Continue the passage about shopping for paint color fans, picking up after its final sentence.

_Text to read:_
◇ ◇ ◇

Last week was a case in point. I conceived of the perfect shade of green. “It’s sort of a peacock color,” I told Ken earnestly. “Not a creepy teal, you know. Not a Florida kind of color, not Southwestern. Peacock-y.”
I dragged out the color fan that my main man Pablo gave me a year or two ago when I began haunting our neighborhood Sherwin Williams. I spent hours shuffling, comparing and deploying chips. I gradually convinced myself that our safe, familiar paint manufacturer could not possibly satisfy this exotic need. I began to dawdle longingly near the paint displays at Lowe’s and Home Depot. Their oranges seemed more subtle and various; the yellows had a freshness and promise that my old, familiar color fan could not hope to match. In short, last weekend we went in search of a little of the strange.
When Pablo spontaneously gave me the color fan, it was not, I think, a business decision. Overwhelmingly, that store makes its money from contractors. Homeowners who agonize over this or that precise shade are probably just barely worth the trouble. But I was in there all the time, raiding the paint chip displays and gossiping; we had bought a lot of paint and clearly intended to buy more; Pablo had an old color fan on hand, so without much reflection, he gave it to me. From that day to this, I consistently trot in there every month or so to buy samples or gallons. Pablo is nice, they have quality paint, and the color fan allows me to indulge and discard any number of silly decorating notions. Everybody wins.
Imagine my surprise, then, when Ken and I tried to buy color fans at three different stores last week, and were soundly rejected.

◇ ◇ ◇

_Supplied records:_
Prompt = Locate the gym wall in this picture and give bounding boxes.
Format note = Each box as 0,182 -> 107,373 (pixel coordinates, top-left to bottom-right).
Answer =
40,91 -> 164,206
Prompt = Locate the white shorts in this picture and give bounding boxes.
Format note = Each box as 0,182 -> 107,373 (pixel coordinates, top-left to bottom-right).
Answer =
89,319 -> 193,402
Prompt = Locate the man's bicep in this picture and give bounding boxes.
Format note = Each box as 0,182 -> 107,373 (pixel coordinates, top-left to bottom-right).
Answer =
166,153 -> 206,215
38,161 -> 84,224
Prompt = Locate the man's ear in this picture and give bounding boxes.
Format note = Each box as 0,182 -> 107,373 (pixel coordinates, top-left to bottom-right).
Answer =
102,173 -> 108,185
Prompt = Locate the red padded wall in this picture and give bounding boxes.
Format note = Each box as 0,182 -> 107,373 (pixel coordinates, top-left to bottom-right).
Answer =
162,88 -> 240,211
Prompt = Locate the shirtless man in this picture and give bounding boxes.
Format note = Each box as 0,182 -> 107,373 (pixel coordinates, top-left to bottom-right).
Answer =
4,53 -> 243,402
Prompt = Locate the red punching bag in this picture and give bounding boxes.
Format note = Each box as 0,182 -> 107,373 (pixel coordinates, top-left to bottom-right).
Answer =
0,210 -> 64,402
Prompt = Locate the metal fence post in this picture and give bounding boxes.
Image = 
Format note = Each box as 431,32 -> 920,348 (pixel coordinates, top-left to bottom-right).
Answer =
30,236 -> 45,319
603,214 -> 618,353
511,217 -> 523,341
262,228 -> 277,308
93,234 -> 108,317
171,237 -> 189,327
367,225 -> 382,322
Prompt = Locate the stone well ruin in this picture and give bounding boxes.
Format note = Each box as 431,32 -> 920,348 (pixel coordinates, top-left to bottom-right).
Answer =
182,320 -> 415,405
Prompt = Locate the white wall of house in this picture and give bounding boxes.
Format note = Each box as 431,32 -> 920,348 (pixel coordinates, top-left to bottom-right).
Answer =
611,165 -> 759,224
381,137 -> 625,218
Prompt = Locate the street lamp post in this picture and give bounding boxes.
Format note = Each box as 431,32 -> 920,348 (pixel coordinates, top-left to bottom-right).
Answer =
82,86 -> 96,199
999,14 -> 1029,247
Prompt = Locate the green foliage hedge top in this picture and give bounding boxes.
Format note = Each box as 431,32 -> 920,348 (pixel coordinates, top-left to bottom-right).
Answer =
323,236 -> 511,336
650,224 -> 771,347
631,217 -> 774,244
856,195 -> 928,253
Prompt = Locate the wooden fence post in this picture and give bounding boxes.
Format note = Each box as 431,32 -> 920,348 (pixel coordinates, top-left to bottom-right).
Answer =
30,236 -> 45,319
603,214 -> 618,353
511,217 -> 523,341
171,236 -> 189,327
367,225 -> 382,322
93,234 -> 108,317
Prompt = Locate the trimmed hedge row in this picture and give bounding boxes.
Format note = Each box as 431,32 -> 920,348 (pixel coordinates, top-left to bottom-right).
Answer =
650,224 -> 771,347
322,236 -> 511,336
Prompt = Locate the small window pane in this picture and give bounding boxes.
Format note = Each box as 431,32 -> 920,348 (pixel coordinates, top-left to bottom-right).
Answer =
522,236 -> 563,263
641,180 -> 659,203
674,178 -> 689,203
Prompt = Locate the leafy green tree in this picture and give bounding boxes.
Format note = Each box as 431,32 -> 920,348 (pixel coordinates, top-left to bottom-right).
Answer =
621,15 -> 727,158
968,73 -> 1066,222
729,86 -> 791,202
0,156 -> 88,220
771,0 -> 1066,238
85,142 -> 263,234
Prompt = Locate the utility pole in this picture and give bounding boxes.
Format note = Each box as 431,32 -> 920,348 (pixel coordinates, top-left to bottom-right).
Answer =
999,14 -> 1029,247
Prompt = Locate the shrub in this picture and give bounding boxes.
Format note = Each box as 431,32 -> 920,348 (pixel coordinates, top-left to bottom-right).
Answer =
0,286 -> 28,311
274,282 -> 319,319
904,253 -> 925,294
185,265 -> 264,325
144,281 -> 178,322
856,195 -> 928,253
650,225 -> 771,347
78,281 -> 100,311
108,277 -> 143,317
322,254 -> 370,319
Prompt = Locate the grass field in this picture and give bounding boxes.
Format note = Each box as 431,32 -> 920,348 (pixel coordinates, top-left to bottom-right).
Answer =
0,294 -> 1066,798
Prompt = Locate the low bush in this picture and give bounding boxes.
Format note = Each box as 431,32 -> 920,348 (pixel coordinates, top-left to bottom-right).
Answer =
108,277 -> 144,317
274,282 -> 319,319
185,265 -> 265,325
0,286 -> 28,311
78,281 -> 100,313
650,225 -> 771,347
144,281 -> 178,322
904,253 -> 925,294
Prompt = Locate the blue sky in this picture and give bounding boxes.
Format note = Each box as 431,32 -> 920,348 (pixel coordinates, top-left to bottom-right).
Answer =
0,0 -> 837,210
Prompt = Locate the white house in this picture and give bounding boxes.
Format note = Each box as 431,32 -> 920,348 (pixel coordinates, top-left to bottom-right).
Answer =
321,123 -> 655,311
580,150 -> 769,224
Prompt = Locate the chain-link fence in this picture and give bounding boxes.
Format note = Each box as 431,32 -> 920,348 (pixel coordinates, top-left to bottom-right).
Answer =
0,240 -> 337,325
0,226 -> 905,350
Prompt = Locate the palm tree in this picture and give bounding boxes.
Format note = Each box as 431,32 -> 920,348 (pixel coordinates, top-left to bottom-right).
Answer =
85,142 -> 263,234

◇ ◇ ◇

_Answer to the exercise:_
It’s not entirely the fault of Lowe’s that we didn’t buy a Valspar fan. Naturally there was no one behind the paint counter, and when the guy responded to our page, his understandable existential despair robbed him of interest in us, paint, or anything else in this bleak, sublunary world. “A color fan? You have to order those online. Yeah, go to the website. It’s, like, six dollars.” We cheerfully agreed.
While driving home, we considered the implications of ordering a color fan online. There would be shipping costs. We would have to register on the website and hand over credit card information. No matter how diligently I unchecked every box I met on the way, Lowe’s would stalk me via email, addressing me with disconcerting familiarity. Everyone from the New York Times to J. Crew to the First Lady of the United States does that already; my email in-box is groaning under the strain. I thought better of it. “Screw it,” I said. “Let’s get one at Home Depot.”
The situation there was even more odd. An exceptionally earnest, helpful young woman informed us that they do not sell color fans, and could really only give them to contractors. We admitted to being nothing more than homeowners, but mentioned, modestly, that we do have a home improvement blog. “Let me ask the Behr rep,” she said. She pleaded our case to a young man fussing over a paint display several yards away, then gestured us over for an audience.
“Are you contractors?” he asked us. “We can only give color fans to contractors. They’re expensive to print.” Absurdly, we spent five minutes giving an impromptu pitch about The Joy of Moldings. He treated us professionally, but remained unimpressed. The exchange ended when he asked for a business card, and we confessed that we didn’t have any for the blog. I toyed with the idea of giving him one from my day job. I almost never have occasion to hand them out, but when I do, my entirely opaque, vaguely menacing and misleadingly impressive title can reduce weak salespeople to servile hand-rubbing. He seemed like a tough cookie, though, and we already felt silly begging a reluctant sales rep for a minor freebie. So, no color fan.
The next day we went to Ace Hardware for birdseed and paint samples. Could we, perhaps, buy a fan of their lovely paint colors? “We don’t sell color fans,” the guy said. “You can borrow one, but you have to bring it back.” I demurred. I can’t be trusted with loaner anything. My undergraduate and graduate universities both threatened to withhold my degrees because I am a flagrant, if unintentional, library scofflaw. I’m not ready to go to prison for a bound set of Benjamin Moore color chips. So I peevishly stripped their display of every vaguely relevant green chip.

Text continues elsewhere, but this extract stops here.